Excerpt:
· · ·
# Garmin Astro with DC 30 or DC 40 Collar



## JuliaH (Feb 3, 2011)

I need y'alls opinions... I have a dog that runs way too big to let him out to exercise without a tracking collar. I have been looking for one that doesn't cost $600 but finding nothing yet. 

So, I decided to ask for opinions before putting all that money out. I would accept a good unit that is not new, but not sure how wise that would be either. Been to eBay, Bass Pro, Gundog Supply... all sorts of places. 

So, help me to know what I should do please   Or at least what you would do in a search for a good tracking collar and receiver. 

Julia


----------



## coveyrise90 (Feb 3, 2011)

Spend the money and get a Garmin. You won't regret it! 

Adam


----------



## JuliaH (Feb 3, 2011)

I agree, but is one better than the other DC30 or DC40?

Thanks 

Julia


----------



## Murphy (Feb 3, 2011)

All the coonhunters say dc-30 I bought 3 dc-30's over the 40's listening to this advice some retailers won't sell you a 40 without telling you how much better the 30 is because of antenna location and less loss of signal Ive never used a 40 but with all the negative reviews everyone I know uses a 30


----------



## BFifer (Feb 3, 2011)

Last time I looked Erwincomputers.com had a really good price on both the dc-30 and dc-40 astro. Planning to buy one myself; if you see a better deal, let me know. thx


----------



## Murphy (Feb 3, 2011)

I bought mine from them...


----------



## Bird Hunter (Feb 3, 2011)

I have the DC-30 and love it.  Honestly, I don't know how I hunted without it.  It has also allowed me to switch back to a bell instead of a beeper in thick cover.  Little story: while grouse hunting in WI last fall I ran into a man looking for his runaway setter.  He noticed my Garmin Astro on the passenger seat and said "I'd pay twice what that cost you right now just to know where my dog is!"

Yes, it's pretty expensive, but well worth the peace of mind.  Of course, prior to owning the Garmin Astro I had lost dogs for 3 & 4 days at a time, so I'm a bit biased.

Regarding the DC-30 or DC-40, I've been told by those who have owned both that the DC-40 is not worth the extra $$.


----------



## JuliaH (Feb 3, 2011)

Thanks everyone... one of my concerns is that I have been told that the DC-30 has a built in antenna so if anything happens to the collar, you have to get a new collar (and its a nylon collar) but the DC-40 has a plastic coated nylon collar and external antenna.
· · ·
Data block:
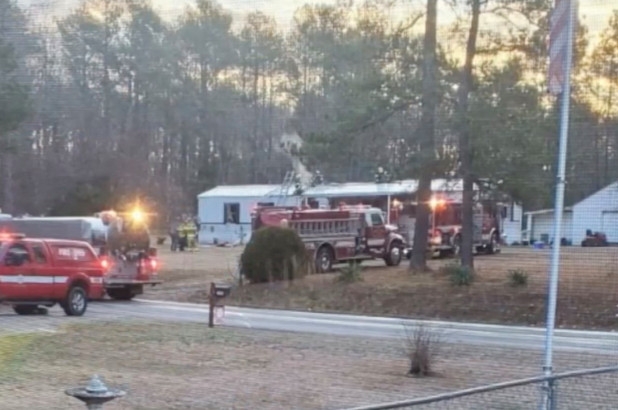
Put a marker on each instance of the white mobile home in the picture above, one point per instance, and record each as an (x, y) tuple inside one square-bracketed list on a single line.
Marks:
[(598, 212), (540, 225), (225, 211), (512, 215)]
· · ·
The request:
Can you resume the forum thread about the Garmin Astro DC 30 and DC 40 collars, picking up right after its final sentence?

Final result:
I know so little about these because I have not used them before. Annie and Sam get gone quick though, so I have to get a collar. 

Any comments on the advantages or disadvantages of the 2 styles of collars?  

I know I am asking a lot of questions and I appreciate the help VERY much!  

Thank you in advance, again 

Julia


----------



## Coach K (Feb 3, 2011)

I haven't used the DC40, but DC30's have worked fine.  I have had mine for almost a year now.  4 collars & they have been sweeeeeeeet!  ( & heck I've lost my car for 3 or 4 days while hunting....not with my Garmin, though!)


----------



## SSG (Feb 3, 2011)

Lion Country Supply had the DC 30 for $499


----------



## Beagle Stace (Feb 3, 2011)

Julia, Been using the DC 30 collars for a few yrs. on both beagles and my brit. Had a Tracker receiver before, no comparison. Garmin all the way. The antennae on the DC 30 collars is user replaceable. Easy to do and just order from Garmin so don't let that sway your decision. I believe was around $20 for the antennae. They aso do a flat charge repair on the collars that is a good deal.


----------



## Murphy (Feb 3, 2011)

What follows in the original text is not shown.